• DIRECTIONS FOR THIS TASK
Please reproduce word for word the part of the text below on projecting a final meaning, from "When we project" to "seriously as we do!".

Projecting A Final Meaning

When we project a ‘final meaning’ we project a fantasy at the same time. ‘Final meanings’ and ‘fantasy’ are the same thing and because we project final meanings all the time this means that we are always living in fantasy. If we realised this then we wouldn’t be able to take ourselves, and our affairs, quite as seriously as we do!

 

We almost always do take ourselves seriously however and this is precisely because we are orientating ourselves to a ‘final reality’ that we ourselves have projected upon the world. Final meanings mean that we take ourselves seriously and final meanings are always fantasy. When we stop – however momentarily – taking ourselves seriously (and allow a little humour or irony into our world) then this is therefore because we are not – for a brief moment or two – projecting a final meaning onto what is going on around us. We are not ‘labelling reality’, which is the thing we almost always do.

• DATA LISTING
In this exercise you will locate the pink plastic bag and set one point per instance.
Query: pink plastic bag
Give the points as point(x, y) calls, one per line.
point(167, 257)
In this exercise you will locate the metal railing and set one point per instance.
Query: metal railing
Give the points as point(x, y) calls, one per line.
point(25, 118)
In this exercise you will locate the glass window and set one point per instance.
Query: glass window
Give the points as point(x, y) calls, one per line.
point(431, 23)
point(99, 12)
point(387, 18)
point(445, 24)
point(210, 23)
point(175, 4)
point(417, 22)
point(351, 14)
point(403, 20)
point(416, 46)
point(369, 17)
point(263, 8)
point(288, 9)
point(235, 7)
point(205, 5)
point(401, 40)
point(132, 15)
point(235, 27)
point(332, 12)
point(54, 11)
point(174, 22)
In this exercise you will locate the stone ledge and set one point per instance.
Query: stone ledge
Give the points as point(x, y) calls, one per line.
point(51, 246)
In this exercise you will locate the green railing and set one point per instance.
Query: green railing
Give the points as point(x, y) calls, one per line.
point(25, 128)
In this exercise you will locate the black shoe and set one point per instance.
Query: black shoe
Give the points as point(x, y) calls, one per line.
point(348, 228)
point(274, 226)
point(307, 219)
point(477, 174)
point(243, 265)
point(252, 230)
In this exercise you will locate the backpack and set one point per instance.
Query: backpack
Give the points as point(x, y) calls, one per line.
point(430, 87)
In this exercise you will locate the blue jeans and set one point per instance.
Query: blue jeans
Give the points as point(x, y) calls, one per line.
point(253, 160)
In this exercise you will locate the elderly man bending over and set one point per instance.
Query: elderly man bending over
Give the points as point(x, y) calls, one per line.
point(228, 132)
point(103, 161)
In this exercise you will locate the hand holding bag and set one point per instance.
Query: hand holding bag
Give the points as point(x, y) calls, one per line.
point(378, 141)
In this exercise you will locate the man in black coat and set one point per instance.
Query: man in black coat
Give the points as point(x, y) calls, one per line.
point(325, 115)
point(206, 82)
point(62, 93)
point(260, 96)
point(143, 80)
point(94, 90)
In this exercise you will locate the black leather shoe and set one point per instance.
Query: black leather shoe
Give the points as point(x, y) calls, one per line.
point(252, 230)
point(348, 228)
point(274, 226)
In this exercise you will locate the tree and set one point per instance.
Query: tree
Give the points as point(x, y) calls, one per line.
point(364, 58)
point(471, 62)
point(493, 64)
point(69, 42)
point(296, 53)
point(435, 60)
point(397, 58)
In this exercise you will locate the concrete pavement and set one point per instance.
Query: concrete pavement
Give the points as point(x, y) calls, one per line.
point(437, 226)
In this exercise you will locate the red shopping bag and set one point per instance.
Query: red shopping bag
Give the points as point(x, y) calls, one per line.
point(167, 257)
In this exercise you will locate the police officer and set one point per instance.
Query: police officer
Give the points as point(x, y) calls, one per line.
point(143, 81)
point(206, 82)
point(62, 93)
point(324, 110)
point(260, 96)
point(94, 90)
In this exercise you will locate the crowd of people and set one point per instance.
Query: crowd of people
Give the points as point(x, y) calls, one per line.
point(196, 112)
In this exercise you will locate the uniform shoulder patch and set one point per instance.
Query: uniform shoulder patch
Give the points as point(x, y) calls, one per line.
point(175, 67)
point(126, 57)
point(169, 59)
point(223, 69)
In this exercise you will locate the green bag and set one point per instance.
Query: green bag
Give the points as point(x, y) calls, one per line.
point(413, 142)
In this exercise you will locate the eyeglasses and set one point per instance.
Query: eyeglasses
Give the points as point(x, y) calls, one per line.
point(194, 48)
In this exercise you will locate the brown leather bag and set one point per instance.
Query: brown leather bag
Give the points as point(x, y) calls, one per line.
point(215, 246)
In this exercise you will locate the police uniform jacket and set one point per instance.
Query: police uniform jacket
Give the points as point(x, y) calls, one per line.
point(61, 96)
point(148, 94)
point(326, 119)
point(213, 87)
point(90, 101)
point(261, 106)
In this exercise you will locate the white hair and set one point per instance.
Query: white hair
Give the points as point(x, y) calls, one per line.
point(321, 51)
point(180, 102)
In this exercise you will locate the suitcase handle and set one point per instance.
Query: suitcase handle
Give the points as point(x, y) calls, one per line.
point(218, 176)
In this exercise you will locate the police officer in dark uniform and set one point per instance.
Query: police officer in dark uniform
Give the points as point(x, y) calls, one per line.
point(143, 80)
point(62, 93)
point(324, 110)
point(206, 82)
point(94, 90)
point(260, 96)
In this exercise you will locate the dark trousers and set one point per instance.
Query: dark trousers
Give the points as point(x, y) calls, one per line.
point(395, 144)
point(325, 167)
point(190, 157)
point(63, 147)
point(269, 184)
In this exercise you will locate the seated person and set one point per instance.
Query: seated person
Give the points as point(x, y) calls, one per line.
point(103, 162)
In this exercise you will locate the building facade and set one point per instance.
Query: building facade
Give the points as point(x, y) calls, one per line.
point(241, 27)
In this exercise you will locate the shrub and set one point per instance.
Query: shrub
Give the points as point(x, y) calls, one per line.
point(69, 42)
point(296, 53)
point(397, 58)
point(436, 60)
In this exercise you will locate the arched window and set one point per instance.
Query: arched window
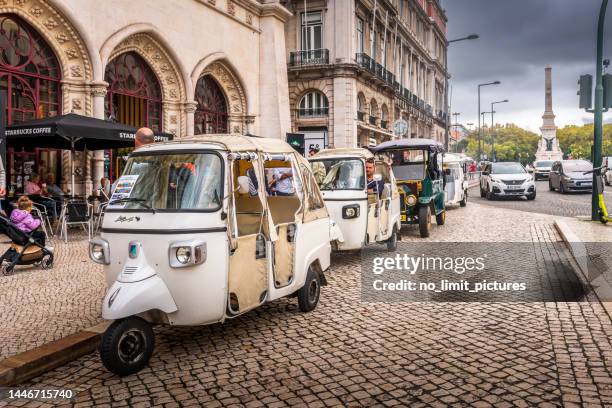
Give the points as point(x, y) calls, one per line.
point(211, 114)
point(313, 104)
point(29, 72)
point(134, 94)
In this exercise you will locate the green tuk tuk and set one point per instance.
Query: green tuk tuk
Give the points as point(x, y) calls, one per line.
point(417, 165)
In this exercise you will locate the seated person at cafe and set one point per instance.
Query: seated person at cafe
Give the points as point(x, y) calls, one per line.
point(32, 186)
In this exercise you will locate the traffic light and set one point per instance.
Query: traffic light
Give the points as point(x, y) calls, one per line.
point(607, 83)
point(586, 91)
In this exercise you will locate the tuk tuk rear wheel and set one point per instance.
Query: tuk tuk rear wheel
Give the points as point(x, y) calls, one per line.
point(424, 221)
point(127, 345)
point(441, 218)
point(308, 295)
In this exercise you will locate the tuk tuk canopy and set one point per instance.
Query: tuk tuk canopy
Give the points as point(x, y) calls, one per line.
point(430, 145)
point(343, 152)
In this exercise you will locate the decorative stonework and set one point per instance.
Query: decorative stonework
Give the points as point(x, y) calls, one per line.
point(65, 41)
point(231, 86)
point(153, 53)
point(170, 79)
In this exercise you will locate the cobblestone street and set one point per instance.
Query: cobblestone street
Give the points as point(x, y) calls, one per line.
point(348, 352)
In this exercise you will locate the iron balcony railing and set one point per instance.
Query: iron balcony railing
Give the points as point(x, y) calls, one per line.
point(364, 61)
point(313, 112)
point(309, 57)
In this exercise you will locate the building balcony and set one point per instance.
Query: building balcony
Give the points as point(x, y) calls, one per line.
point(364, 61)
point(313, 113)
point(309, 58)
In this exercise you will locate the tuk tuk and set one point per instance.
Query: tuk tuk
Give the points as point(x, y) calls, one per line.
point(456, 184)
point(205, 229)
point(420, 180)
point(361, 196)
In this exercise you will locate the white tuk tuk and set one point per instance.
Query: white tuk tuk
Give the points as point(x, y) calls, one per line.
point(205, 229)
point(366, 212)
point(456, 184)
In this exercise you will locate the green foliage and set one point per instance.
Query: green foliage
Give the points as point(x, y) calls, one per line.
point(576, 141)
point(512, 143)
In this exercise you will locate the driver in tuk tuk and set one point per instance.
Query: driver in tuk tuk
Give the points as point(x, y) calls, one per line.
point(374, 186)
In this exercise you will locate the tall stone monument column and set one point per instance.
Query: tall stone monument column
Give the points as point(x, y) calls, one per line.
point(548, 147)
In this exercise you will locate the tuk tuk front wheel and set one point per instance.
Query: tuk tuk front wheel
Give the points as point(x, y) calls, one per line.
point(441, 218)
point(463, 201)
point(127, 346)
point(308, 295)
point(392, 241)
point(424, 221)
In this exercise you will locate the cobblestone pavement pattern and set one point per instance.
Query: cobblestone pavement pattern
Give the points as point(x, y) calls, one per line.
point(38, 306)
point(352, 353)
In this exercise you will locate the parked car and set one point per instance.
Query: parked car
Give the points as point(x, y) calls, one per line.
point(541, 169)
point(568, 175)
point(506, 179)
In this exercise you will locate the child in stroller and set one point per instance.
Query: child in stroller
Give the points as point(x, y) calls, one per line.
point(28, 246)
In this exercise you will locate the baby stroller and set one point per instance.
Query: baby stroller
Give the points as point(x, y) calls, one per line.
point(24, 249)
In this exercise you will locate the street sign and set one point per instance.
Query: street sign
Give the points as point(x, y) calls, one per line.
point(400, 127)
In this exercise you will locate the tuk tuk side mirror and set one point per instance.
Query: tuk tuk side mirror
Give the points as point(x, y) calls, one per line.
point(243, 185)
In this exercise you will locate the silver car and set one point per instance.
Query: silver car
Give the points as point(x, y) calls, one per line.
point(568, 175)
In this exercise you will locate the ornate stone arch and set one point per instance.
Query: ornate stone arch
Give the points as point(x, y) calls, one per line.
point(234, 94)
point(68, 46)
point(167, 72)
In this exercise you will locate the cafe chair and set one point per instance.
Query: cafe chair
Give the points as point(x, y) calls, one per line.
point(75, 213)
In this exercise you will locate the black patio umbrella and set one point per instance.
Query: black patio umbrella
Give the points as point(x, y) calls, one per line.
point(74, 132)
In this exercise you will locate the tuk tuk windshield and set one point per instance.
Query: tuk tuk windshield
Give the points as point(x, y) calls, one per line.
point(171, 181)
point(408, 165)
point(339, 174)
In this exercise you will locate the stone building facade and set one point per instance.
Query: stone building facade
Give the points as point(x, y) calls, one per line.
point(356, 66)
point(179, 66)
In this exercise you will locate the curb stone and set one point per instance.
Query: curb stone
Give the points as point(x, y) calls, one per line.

• EXERCISE RESPONSE
When we project a ‘final meaning’ we project a fantasy at the same time. ‘Final meanings’ and ‘fantasy’ are the same thing and because we project final meanings all the time this means that we are always living in fantasy. If we realised this then we wouldn’t be able to take ourselves, and our affairs, quite as seriously as we do!